- _Supplied records_
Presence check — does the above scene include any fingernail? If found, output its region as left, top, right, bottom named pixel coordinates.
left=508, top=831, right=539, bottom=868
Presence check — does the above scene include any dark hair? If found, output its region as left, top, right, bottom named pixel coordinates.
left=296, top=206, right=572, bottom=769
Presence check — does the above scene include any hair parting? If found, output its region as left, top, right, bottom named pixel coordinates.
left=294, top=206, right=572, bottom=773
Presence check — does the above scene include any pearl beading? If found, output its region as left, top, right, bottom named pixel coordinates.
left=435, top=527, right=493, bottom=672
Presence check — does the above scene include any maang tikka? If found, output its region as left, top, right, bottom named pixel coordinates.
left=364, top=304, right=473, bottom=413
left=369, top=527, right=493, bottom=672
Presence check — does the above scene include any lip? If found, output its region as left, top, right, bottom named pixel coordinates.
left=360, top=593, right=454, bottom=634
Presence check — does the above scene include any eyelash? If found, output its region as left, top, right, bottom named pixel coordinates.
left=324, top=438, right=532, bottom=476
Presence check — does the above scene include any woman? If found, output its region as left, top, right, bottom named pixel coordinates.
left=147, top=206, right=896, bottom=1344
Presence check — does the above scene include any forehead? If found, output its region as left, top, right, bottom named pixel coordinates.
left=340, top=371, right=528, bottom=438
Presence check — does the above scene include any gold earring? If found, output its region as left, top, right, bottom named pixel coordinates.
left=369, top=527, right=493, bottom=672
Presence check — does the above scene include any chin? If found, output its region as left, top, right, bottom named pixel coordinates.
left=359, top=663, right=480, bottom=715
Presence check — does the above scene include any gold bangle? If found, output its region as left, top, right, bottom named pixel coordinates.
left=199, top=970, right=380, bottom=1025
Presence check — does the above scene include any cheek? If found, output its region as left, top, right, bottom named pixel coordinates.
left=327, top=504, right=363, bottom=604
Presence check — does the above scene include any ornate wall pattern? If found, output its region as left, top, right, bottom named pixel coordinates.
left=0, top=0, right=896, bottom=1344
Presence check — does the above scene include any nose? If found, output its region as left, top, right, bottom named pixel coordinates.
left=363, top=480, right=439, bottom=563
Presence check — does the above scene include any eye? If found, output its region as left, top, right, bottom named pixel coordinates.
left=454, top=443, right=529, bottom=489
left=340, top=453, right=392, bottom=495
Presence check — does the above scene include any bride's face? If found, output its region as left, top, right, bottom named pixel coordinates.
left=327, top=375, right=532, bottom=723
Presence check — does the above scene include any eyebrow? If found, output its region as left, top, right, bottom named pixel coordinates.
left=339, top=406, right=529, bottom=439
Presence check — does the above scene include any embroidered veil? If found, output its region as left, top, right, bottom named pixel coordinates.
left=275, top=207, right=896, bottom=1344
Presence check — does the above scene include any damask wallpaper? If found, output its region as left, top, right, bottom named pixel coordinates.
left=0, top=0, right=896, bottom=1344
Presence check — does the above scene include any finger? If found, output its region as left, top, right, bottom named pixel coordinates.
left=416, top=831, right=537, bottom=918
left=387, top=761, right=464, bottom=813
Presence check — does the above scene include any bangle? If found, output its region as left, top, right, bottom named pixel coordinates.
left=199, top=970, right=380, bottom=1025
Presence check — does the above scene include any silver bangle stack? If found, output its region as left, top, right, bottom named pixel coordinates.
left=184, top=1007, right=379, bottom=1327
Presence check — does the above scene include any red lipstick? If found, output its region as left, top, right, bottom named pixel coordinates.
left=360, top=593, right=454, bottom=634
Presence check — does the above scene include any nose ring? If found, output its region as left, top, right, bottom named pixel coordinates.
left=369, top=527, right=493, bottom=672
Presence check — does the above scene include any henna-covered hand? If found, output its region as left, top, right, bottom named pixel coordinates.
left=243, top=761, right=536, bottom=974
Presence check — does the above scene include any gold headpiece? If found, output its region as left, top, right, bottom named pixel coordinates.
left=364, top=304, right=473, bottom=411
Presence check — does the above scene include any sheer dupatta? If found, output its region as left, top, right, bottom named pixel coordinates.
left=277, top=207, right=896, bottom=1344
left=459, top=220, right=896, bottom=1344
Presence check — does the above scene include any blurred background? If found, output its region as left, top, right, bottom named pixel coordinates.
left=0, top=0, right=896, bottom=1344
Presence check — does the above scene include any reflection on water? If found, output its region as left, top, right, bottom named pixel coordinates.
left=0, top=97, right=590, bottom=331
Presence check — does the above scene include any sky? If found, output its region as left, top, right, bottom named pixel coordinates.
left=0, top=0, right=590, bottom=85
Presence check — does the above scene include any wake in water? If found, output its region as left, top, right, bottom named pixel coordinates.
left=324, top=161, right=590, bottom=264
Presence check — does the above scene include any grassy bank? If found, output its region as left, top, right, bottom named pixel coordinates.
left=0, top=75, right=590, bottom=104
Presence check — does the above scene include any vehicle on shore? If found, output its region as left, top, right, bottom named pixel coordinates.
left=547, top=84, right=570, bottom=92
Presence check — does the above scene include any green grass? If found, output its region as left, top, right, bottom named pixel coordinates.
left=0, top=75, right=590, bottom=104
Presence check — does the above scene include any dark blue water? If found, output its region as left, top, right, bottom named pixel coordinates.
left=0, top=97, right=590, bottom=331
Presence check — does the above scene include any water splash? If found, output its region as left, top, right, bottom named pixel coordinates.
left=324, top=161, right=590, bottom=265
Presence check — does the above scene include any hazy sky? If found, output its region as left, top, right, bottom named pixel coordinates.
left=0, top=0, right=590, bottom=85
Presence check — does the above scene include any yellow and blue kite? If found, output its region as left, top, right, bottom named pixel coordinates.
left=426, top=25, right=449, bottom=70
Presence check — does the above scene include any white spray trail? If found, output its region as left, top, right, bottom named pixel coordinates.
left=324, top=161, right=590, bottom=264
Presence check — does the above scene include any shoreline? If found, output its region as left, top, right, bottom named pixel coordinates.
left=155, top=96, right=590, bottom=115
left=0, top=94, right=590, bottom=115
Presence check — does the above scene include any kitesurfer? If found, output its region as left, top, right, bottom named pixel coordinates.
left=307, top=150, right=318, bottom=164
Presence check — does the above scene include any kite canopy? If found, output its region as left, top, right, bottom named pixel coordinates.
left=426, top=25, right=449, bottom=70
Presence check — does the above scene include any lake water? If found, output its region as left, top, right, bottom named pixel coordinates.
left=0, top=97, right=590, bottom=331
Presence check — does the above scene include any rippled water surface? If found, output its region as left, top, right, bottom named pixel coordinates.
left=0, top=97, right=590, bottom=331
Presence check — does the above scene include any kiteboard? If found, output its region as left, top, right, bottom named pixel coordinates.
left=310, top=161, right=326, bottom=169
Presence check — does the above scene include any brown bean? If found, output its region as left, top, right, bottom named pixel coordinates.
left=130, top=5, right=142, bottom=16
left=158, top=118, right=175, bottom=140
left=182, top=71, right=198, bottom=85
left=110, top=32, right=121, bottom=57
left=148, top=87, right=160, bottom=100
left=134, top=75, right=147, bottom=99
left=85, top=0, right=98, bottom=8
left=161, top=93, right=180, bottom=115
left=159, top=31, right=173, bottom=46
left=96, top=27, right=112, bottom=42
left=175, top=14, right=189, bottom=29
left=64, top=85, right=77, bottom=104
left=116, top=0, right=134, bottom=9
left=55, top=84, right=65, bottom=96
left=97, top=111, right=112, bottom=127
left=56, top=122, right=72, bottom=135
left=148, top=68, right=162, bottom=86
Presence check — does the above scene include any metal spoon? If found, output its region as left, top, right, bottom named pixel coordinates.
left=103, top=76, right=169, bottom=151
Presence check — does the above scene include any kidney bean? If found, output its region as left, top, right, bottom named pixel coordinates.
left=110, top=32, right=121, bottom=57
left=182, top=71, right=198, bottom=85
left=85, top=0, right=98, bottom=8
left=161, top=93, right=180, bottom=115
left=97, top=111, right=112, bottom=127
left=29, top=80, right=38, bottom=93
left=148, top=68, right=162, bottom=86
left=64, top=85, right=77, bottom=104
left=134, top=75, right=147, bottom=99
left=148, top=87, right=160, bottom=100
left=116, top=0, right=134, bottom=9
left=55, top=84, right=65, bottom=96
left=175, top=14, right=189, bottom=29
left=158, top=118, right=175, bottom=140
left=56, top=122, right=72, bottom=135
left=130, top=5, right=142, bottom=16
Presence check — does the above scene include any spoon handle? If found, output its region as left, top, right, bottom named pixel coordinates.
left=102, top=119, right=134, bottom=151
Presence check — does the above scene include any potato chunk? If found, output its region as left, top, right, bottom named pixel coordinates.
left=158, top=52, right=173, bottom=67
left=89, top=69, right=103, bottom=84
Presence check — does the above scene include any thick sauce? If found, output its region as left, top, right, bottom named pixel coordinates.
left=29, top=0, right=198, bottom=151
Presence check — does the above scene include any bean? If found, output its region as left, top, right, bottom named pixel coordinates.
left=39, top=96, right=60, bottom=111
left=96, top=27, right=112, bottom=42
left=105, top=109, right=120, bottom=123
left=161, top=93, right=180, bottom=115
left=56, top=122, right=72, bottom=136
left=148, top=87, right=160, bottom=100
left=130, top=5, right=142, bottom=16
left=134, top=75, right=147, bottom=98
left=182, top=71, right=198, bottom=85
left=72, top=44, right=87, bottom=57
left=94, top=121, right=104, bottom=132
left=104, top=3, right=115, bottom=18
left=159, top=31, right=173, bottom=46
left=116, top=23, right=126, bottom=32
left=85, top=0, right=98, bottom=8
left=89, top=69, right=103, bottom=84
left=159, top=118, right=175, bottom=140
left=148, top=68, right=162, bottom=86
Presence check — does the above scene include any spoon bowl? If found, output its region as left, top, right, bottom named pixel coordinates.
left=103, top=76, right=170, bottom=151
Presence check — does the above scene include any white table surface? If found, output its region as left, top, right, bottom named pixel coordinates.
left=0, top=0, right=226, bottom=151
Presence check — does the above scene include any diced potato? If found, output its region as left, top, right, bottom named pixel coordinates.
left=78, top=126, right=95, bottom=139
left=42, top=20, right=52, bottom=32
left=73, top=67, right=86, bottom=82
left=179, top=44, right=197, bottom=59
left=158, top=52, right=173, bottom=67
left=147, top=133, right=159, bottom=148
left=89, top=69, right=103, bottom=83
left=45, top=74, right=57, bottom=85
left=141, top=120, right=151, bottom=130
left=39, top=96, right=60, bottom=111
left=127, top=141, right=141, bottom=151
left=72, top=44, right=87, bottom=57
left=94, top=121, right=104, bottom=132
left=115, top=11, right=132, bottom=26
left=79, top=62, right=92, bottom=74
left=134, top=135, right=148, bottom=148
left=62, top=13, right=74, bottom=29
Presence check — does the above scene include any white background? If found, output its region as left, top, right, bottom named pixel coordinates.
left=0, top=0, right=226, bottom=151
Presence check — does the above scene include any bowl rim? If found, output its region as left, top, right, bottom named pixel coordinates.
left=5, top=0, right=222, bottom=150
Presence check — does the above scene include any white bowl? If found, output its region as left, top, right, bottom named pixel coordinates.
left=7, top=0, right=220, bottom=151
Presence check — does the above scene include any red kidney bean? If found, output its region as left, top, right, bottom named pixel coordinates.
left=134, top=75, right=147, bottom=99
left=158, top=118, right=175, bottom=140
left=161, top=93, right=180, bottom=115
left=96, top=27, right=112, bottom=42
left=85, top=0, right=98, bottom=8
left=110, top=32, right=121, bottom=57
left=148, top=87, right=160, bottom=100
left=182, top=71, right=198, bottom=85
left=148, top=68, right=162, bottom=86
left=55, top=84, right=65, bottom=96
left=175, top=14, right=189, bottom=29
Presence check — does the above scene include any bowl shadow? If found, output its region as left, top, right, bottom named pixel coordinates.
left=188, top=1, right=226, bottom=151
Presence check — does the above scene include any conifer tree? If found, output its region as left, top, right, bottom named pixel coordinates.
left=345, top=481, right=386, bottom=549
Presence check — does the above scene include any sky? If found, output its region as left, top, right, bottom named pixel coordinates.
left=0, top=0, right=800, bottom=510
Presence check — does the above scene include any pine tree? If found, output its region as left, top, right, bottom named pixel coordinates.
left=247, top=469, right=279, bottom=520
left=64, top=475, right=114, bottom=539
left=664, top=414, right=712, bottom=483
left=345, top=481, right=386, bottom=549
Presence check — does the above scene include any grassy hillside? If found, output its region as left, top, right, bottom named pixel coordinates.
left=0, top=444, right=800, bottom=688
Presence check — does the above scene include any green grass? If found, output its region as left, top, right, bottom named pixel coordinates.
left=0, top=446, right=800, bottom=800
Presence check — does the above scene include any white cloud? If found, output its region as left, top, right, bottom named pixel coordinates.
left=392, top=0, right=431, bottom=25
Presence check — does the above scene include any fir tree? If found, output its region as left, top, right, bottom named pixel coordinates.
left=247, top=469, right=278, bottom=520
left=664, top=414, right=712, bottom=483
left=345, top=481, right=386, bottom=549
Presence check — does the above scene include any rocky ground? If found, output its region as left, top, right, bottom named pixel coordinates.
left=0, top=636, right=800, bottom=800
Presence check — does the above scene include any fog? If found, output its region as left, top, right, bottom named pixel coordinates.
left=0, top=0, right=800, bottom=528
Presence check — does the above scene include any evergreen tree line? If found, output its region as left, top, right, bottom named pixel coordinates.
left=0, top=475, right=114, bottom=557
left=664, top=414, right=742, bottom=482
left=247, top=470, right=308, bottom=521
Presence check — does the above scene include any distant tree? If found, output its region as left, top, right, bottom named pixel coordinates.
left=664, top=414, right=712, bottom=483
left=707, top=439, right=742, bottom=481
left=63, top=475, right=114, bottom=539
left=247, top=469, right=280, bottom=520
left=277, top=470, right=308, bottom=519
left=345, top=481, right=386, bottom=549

- _Exercise details_
Copy the data verbatim, starting at the line containing "Presence check — does the above scene include any nose?" and ending at the line containing "left=327, top=375, right=532, bottom=723", with both of those lines included.

- _Task answer_
Presence check — does the above scene include any nose? If found, output its region as left, top, right, bottom named pixel coordinates.
left=363, top=480, right=439, bottom=563
Presence check — does the above scene include any eye? If found, output its region as left, top, right, bottom named pixel coordinates.
left=454, top=443, right=529, bottom=489
left=340, top=453, right=392, bottom=495
Presence check — does the above scene include any bride's face? If found, output its region as left, top, right, bottom named pixel coordinates.
left=327, top=375, right=532, bottom=723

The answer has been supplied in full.